Read the records below and copy each line that contains "ornament".

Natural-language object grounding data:
=====
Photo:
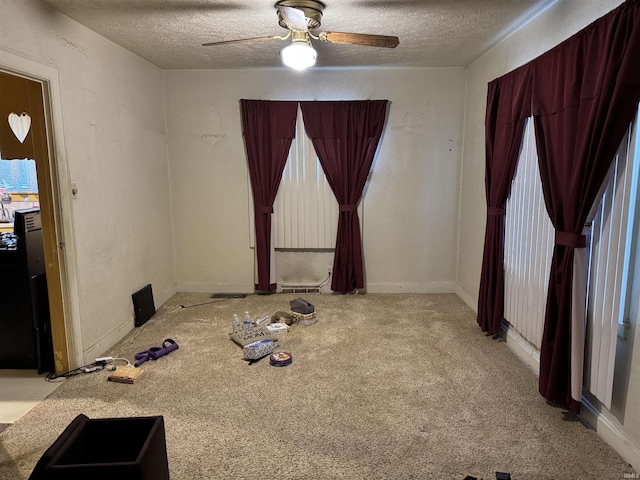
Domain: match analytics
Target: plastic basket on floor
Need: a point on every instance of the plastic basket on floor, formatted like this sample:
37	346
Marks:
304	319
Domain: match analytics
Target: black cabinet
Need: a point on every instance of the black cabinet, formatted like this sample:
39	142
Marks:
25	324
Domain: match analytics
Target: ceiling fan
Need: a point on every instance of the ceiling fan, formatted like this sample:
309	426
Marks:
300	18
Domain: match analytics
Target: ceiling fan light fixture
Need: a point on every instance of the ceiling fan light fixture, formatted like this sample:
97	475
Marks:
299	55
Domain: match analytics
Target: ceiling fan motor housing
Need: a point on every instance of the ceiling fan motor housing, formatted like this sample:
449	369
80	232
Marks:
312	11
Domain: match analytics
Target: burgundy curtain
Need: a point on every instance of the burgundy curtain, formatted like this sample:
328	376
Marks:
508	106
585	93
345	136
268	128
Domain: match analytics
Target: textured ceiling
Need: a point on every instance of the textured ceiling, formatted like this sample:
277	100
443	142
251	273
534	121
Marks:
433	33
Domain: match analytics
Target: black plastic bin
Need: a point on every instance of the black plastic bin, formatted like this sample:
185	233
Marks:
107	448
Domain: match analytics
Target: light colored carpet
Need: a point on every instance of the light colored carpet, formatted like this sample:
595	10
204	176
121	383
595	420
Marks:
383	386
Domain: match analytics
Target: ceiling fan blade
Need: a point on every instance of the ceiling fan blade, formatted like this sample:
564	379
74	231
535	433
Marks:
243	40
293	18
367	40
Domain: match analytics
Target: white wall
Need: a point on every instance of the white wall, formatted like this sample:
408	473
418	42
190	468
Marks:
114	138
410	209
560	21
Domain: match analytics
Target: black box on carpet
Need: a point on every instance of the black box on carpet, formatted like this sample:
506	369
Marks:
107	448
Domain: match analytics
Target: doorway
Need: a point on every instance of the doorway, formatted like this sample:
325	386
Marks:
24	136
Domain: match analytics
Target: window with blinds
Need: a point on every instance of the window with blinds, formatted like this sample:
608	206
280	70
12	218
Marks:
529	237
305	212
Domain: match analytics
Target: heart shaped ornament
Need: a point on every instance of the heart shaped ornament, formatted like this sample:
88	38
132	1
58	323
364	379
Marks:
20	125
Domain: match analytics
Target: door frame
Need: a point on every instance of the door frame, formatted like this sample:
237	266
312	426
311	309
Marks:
=====
#### WRITTEN ANSWER:
Target: heart shaped ornament
Need: a point on every instance of the heart shaped ornament, formatted like this sample:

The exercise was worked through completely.